From the data below, return the exact lines starting at the line containing "target | woman's dark hair" and ending at the line containing "target | white flower bouquet", both included, and nothing else.

------------------------------------------------------------------------

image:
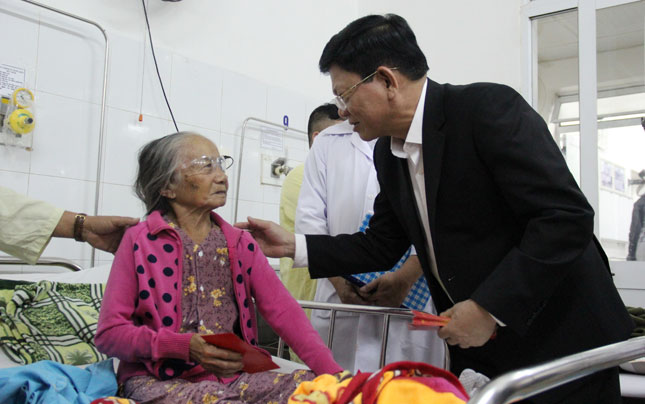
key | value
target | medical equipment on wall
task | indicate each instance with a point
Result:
(18, 119)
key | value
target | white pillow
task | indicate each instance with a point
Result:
(98, 274)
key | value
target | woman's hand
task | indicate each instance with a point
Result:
(221, 362)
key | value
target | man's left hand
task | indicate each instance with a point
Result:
(470, 325)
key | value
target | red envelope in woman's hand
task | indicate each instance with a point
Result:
(427, 320)
(253, 358)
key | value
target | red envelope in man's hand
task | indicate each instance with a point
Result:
(253, 358)
(427, 320)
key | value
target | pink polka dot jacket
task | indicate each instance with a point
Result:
(139, 324)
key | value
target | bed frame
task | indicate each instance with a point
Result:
(507, 388)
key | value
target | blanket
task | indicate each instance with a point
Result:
(48, 382)
(50, 321)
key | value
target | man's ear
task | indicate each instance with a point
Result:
(391, 81)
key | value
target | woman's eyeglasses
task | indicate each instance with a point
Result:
(207, 164)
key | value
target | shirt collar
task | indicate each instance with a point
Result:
(414, 135)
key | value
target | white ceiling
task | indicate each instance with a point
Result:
(617, 27)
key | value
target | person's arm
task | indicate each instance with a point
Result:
(287, 319)
(27, 225)
(102, 232)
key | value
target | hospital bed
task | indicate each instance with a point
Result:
(506, 388)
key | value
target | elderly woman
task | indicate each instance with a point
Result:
(185, 272)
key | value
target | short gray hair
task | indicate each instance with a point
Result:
(158, 164)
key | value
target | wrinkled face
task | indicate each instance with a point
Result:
(367, 104)
(202, 183)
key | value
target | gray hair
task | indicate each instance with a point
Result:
(158, 164)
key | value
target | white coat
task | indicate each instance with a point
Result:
(338, 191)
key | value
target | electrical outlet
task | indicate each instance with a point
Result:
(266, 171)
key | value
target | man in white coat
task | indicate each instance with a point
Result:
(337, 196)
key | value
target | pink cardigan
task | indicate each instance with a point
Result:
(141, 310)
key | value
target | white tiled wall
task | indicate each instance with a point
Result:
(64, 64)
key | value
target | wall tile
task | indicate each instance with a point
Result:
(71, 58)
(69, 194)
(250, 176)
(120, 200)
(18, 182)
(196, 93)
(125, 136)
(15, 159)
(281, 102)
(230, 144)
(124, 82)
(66, 139)
(242, 97)
(212, 135)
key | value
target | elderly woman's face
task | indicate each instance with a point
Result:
(202, 183)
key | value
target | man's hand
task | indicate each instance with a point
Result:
(105, 232)
(470, 325)
(221, 362)
(274, 241)
(388, 290)
(346, 291)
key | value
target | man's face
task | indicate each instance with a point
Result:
(368, 108)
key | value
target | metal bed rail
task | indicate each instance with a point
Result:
(527, 382)
(51, 261)
(386, 312)
(106, 65)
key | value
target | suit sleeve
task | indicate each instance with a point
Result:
(530, 172)
(635, 230)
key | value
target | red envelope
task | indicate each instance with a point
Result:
(253, 358)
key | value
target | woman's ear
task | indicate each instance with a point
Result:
(389, 78)
(168, 193)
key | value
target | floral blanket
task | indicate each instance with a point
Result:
(50, 321)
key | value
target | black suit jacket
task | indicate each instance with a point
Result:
(510, 229)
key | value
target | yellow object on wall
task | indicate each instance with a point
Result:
(21, 121)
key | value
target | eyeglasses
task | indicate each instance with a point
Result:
(207, 165)
(341, 100)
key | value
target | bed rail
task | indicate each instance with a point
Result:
(51, 261)
(527, 382)
(386, 312)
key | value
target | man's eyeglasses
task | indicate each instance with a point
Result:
(207, 165)
(341, 100)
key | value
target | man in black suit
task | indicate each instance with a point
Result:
(472, 177)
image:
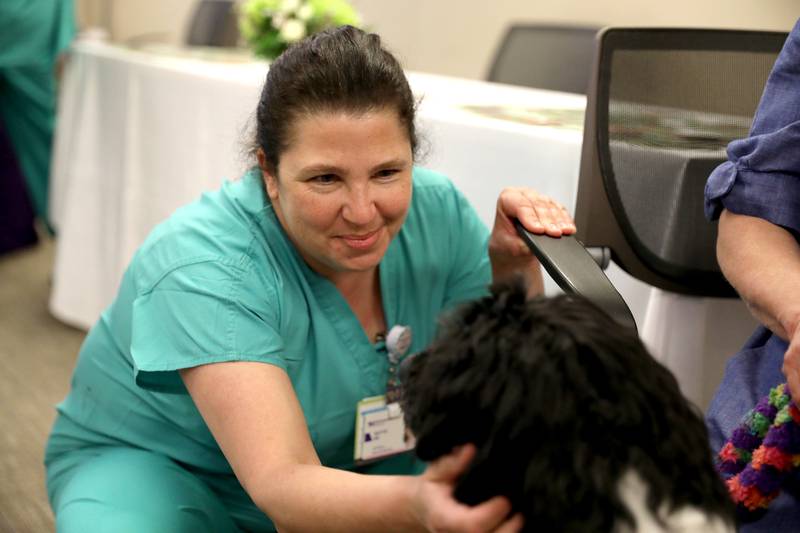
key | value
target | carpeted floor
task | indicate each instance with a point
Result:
(36, 357)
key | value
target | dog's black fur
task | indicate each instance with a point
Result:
(560, 402)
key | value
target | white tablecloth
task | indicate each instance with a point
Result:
(141, 133)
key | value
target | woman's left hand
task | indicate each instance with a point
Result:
(538, 214)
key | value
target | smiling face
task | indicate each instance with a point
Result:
(343, 188)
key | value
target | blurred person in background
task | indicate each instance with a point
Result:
(33, 36)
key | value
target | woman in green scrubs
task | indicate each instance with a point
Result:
(219, 391)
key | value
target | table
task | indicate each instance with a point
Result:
(142, 132)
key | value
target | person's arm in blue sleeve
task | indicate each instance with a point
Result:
(756, 195)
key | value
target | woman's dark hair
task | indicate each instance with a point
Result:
(340, 69)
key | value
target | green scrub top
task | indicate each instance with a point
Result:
(33, 33)
(220, 281)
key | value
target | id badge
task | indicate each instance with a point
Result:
(380, 430)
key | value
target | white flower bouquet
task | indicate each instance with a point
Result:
(270, 26)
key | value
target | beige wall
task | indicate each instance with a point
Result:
(459, 37)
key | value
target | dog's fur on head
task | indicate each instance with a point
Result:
(561, 402)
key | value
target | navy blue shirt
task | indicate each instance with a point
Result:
(761, 179)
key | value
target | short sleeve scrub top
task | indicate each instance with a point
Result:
(220, 281)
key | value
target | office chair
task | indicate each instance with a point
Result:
(662, 106)
(213, 23)
(558, 58)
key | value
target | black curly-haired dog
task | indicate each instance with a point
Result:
(572, 418)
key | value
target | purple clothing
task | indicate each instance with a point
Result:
(761, 178)
(16, 213)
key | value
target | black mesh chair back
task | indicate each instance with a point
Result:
(213, 23)
(663, 106)
(557, 58)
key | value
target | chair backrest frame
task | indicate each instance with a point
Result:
(581, 51)
(599, 205)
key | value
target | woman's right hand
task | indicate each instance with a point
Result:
(439, 512)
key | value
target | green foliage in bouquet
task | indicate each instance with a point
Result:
(270, 26)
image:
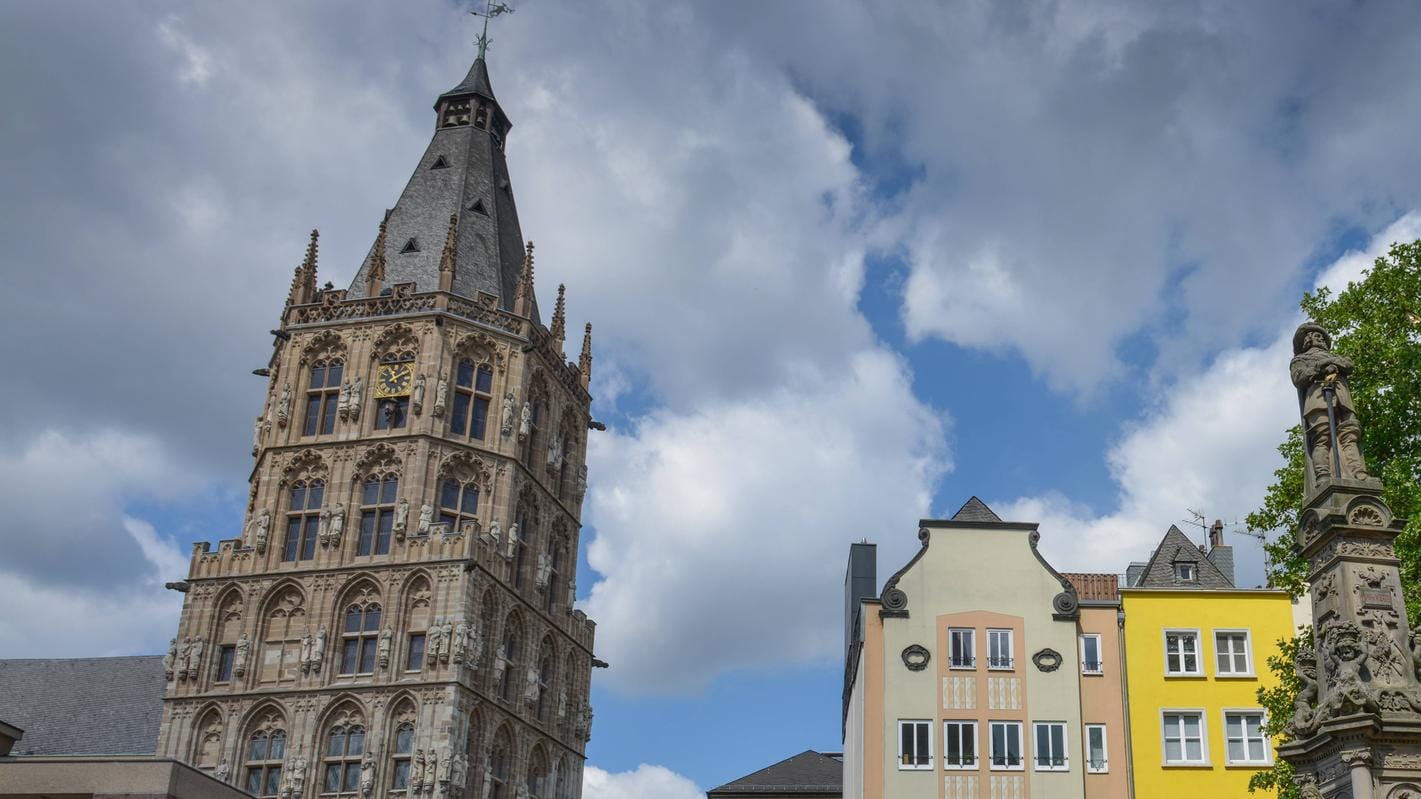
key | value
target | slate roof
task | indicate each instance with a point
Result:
(462, 174)
(976, 511)
(807, 774)
(105, 705)
(1177, 548)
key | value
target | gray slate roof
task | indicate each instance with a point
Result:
(473, 172)
(1177, 548)
(105, 705)
(976, 511)
(809, 772)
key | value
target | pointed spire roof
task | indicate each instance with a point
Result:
(462, 174)
(976, 511)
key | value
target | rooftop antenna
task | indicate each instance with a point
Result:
(490, 10)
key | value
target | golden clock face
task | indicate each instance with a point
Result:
(394, 380)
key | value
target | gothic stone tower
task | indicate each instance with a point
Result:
(397, 616)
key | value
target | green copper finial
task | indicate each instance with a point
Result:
(490, 10)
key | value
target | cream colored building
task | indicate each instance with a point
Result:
(395, 616)
(964, 676)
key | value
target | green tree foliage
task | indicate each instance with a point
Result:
(1278, 701)
(1376, 322)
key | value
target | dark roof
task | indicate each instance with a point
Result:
(462, 174)
(1177, 548)
(809, 772)
(976, 511)
(105, 705)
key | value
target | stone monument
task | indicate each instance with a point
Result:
(1357, 720)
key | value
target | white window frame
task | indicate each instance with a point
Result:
(1011, 649)
(1100, 656)
(921, 724)
(971, 653)
(1198, 651)
(991, 741)
(1104, 749)
(1268, 742)
(969, 731)
(1036, 742)
(1204, 738)
(1248, 653)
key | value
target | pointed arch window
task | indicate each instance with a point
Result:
(266, 751)
(458, 503)
(321, 397)
(340, 761)
(360, 640)
(472, 398)
(377, 513)
(303, 521)
(400, 757)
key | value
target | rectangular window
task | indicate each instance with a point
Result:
(999, 649)
(417, 653)
(1181, 651)
(1096, 761)
(225, 660)
(1090, 654)
(1006, 745)
(1245, 738)
(914, 745)
(961, 649)
(1184, 738)
(1050, 745)
(1231, 651)
(959, 744)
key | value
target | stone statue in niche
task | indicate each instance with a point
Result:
(506, 427)
(401, 518)
(171, 658)
(382, 647)
(441, 397)
(283, 408)
(1333, 432)
(240, 656)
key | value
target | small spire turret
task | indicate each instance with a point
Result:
(584, 363)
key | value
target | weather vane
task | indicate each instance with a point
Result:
(490, 10)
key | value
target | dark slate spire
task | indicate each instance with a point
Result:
(463, 174)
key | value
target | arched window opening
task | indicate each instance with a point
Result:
(321, 397)
(303, 521)
(377, 513)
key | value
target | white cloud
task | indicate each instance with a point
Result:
(1211, 445)
(645, 782)
(712, 521)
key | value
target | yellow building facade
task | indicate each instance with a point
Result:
(1195, 658)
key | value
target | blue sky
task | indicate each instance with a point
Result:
(847, 266)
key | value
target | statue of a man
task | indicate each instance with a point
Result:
(506, 427)
(1319, 373)
(239, 658)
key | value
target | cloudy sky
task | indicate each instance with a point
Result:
(849, 265)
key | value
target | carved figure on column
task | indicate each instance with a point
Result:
(240, 654)
(382, 647)
(1330, 425)
(283, 410)
(506, 427)
(401, 518)
(171, 658)
(441, 397)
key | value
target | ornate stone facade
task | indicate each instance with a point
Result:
(1357, 718)
(395, 617)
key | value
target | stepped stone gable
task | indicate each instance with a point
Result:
(395, 616)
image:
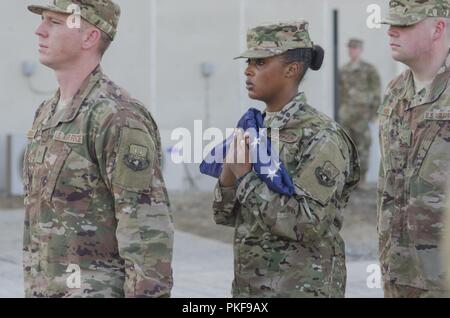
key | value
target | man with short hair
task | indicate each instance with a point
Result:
(97, 220)
(415, 151)
(359, 100)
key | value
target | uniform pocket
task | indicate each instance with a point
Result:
(75, 182)
(55, 157)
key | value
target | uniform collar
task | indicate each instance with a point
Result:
(71, 111)
(428, 94)
(281, 120)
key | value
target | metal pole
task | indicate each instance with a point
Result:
(8, 172)
(336, 62)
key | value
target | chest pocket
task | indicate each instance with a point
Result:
(68, 178)
(434, 156)
(384, 117)
(289, 148)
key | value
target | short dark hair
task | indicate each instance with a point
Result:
(310, 58)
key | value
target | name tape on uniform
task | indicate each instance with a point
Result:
(68, 138)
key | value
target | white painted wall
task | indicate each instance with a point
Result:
(158, 51)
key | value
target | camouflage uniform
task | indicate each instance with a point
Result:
(415, 166)
(446, 239)
(359, 87)
(290, 246)
(95, 198)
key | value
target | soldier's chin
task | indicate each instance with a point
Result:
(46, 62)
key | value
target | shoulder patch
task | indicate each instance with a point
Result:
(136, 158)
(437, 115)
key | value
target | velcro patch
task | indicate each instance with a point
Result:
(31, 133)
(437, 115)
(326, 174)
(136, 158)
(68, 138)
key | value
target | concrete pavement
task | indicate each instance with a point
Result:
(202, 268)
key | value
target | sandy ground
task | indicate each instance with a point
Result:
(203, 256)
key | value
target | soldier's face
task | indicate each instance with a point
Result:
(410, 43)
(59, 45)
(265, 78)
(354, 53)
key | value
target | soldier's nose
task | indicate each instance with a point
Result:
(392, 31)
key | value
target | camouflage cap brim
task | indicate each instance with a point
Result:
(256, 54)
(38, 9)
(398, 20)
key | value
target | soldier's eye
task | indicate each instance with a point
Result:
(260, 62)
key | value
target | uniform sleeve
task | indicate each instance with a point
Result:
(343, 89)
(375, 89)
(310, 213)
(130, 166)
(225, 205)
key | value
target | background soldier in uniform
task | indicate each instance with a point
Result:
(415, 151)
(359, 88)
(95, 196)
(288, 246)
(446, 241)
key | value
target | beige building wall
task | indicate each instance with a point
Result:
(159, 50)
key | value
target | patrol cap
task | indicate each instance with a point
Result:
(355, 43)
(409, 12)
(104, 14)
(274, 39)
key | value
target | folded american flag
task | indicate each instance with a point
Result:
(266, 165)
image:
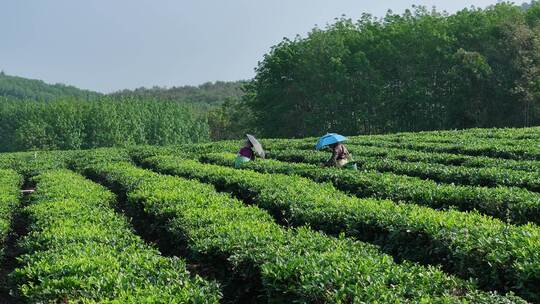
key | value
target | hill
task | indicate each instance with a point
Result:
(21, 88)
(280, 229)
(209, 93)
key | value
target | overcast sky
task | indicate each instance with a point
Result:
(107, 45)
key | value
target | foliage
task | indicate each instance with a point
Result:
(422, 70)
(76, 124)
(509, 204)
(24, 89)
(501, 256)
(10, 183)
(80, 250)
(210, 93)
(296, 265)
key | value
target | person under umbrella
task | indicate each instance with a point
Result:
(248, 151)
(340, 155)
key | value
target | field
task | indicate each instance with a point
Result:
(430, 217)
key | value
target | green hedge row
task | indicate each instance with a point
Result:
(486, 148)
(489, 177)
(500, 256)
(10, 184)
(473, 133)
(106, 122)
(289, 265)
(79, 250)
(516, 205)
(444, 158)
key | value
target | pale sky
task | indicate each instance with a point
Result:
(107, 45)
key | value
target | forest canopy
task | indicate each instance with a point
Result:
(421, 70)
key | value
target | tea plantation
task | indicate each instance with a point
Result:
(430, 217)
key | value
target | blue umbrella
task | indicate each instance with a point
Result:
(328, 139)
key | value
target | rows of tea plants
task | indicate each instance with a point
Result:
(498, 135)
(10, 183)
(490, 177)
(286, 265)
(444, 158)
(78, 250)
(479, 148)
(501, 256)
(514, 205)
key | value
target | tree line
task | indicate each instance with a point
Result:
(24, 88)
(420, 70)
(105, 122)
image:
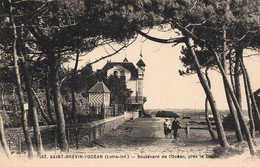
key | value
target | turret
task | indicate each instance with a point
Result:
(139, 93)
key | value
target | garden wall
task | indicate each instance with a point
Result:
(101, 127)
(129, 115)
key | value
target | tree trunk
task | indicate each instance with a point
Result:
(32, 107)
(231, 74)
(48, 100)
(252, 97)
(41, 108)
(239, 52)
(61, 132)
(232, 110)
(73, 86)
(250, 114)
(220, 130)
(3, 100)
(237, 106)
(211, 131)
(3, 139)
(3, 156)
(27, 137)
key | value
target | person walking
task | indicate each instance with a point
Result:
(167, 127)
(187, 130)
(175, 127)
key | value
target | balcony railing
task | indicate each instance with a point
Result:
(134, 99)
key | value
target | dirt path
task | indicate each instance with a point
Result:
(145, 136)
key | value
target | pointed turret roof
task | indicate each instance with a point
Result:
(125, 60)
(140, 63)
(99, 87)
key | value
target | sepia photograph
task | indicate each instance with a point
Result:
(129, 83)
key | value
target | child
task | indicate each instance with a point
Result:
(187, 130)
(167, 127)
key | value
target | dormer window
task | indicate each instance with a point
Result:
(122, 75)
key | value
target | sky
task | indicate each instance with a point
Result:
(163, 86)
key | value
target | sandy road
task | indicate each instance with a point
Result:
(145, 136)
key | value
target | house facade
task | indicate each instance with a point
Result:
(132, 75)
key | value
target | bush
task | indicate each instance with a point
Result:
(169, 114)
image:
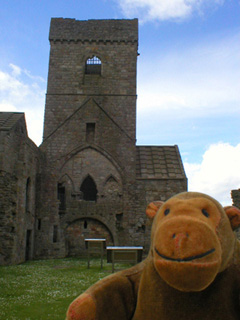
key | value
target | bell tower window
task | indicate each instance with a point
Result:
(93, 66)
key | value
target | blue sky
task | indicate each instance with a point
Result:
(187, 83)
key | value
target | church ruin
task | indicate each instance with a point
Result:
(88, 178)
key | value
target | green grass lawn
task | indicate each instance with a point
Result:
(43, 289)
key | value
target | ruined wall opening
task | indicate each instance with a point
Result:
(89, 189)
(90, 132)
(27, 195)
(61, 196)
(28, 245)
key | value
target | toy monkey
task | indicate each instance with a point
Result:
(192, 270)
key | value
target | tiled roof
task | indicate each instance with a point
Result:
(159, 162)
(9, 119)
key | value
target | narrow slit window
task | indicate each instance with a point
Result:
(93, 66)
(55, 233)
(90, 132)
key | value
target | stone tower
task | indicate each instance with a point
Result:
(88, 178)
(89, 132)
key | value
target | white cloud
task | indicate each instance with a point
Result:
(164, 9)
(218, 173)
(22, 92)
(196, 81)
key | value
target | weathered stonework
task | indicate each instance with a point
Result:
(88, 177)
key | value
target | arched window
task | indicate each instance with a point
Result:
(89, 189)
(27, 195)
(93, 65)
(61, 196)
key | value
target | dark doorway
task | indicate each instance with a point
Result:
(89, 189)
(28, 245)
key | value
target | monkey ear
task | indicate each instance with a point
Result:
(152, 208)
(233, 214)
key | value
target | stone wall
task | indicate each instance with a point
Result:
(20, 160)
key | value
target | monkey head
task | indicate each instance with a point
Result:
(192, 239)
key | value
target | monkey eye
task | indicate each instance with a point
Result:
(166, 212)
(206, 214)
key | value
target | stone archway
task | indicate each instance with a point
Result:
(82, 229)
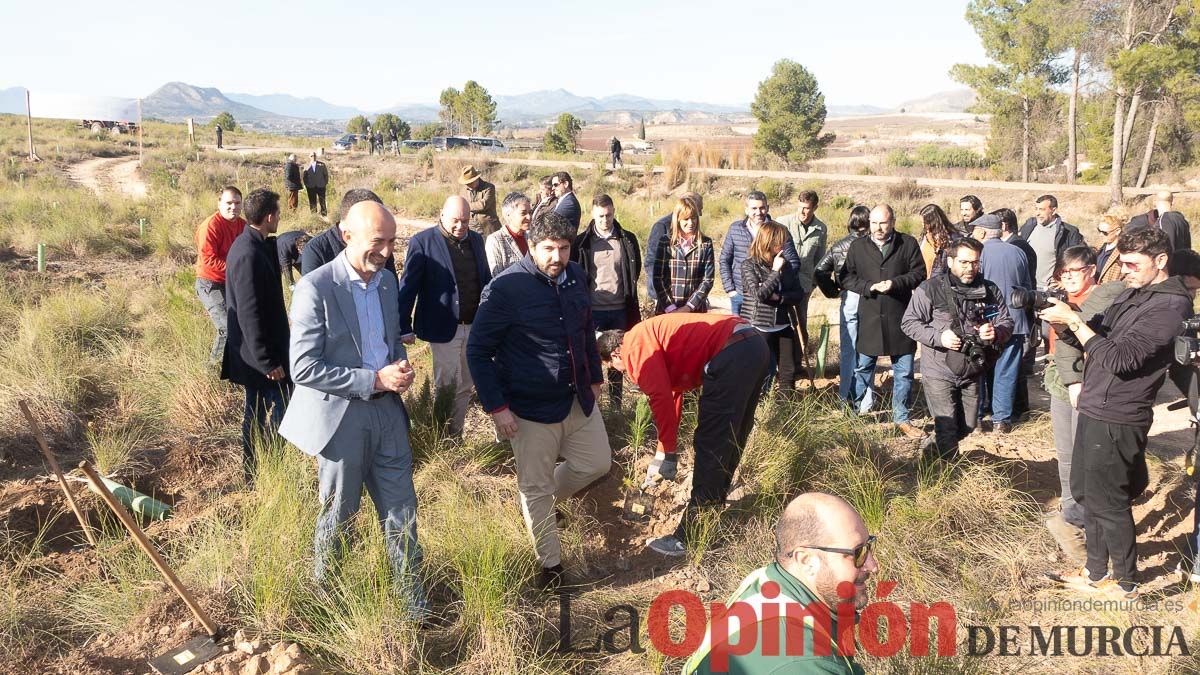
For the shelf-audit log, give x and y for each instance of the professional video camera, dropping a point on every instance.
(1187, 354)
(1024, 298)
(973, 311)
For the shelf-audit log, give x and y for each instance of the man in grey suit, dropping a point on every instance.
(351, 368)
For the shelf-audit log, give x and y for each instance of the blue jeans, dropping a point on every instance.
(847, 358)
(211, 294)
(1000, 384)
(261, 417)
(901, 384)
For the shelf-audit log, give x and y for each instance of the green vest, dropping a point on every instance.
(791, 590)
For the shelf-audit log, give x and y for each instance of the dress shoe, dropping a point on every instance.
(910, 430)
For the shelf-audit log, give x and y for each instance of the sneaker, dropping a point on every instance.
(910, 430)
(1079, 580)
(1117, 591)
(669, 545)
(550, 578)
(1071, 539)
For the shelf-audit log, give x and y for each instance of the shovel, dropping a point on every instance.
(193, 652)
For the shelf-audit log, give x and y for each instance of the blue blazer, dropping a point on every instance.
(430, 285)
(569, 207)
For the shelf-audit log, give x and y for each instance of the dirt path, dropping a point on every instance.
(113, 174)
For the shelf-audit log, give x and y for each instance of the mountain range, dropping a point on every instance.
(177, 101)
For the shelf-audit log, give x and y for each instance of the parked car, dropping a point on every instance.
(443, 143)
(487, 144)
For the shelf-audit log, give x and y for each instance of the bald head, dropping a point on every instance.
(883, 222)
(808, 520)
(455, 216)
(370, 234)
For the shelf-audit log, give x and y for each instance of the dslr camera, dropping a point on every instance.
(973, 311)
(1037, 300)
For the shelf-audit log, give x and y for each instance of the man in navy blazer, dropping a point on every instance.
(567, 204)
(256, 351)
(445, 270)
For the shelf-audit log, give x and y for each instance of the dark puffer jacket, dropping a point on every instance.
(828, 272)
(768, 293)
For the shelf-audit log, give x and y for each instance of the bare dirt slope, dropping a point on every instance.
(117, 174)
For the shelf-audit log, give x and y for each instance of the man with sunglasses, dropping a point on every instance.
(1128, 351)
(820, 543)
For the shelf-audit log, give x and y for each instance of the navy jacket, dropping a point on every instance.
(1005, 264)
(569, 207)
(258, 320)
(429, 282)
(737, 246)
(533, 345)
(327, 246)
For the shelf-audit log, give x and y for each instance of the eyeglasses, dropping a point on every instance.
(859, 553)
(1075, 270)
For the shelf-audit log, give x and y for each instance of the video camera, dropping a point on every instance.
(973, 311)
(1187, 353)
(1024, 298)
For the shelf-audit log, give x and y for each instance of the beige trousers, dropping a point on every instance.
(450, 370)
(583, 444)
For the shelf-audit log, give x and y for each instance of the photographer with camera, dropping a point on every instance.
(960, 318)
(1007, 267)
(1063, 378)
(1128, 352)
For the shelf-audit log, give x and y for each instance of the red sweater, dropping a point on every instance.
(213, 240)
(666, 356)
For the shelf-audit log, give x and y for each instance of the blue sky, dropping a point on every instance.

------------------------------------------------------------------------

**Output of the exercise**
target | woman's dark hair
task | indicate each instance with a point
Result:
(340, 69)
key | value
target | green scrub top
task | indicate each instance with a point
Result:
(33, 33)
(220, 281)
key | value
target | id badge
task | indicate each instance with a point
Result:
(380, 430)
key | value
target | white flower bouquet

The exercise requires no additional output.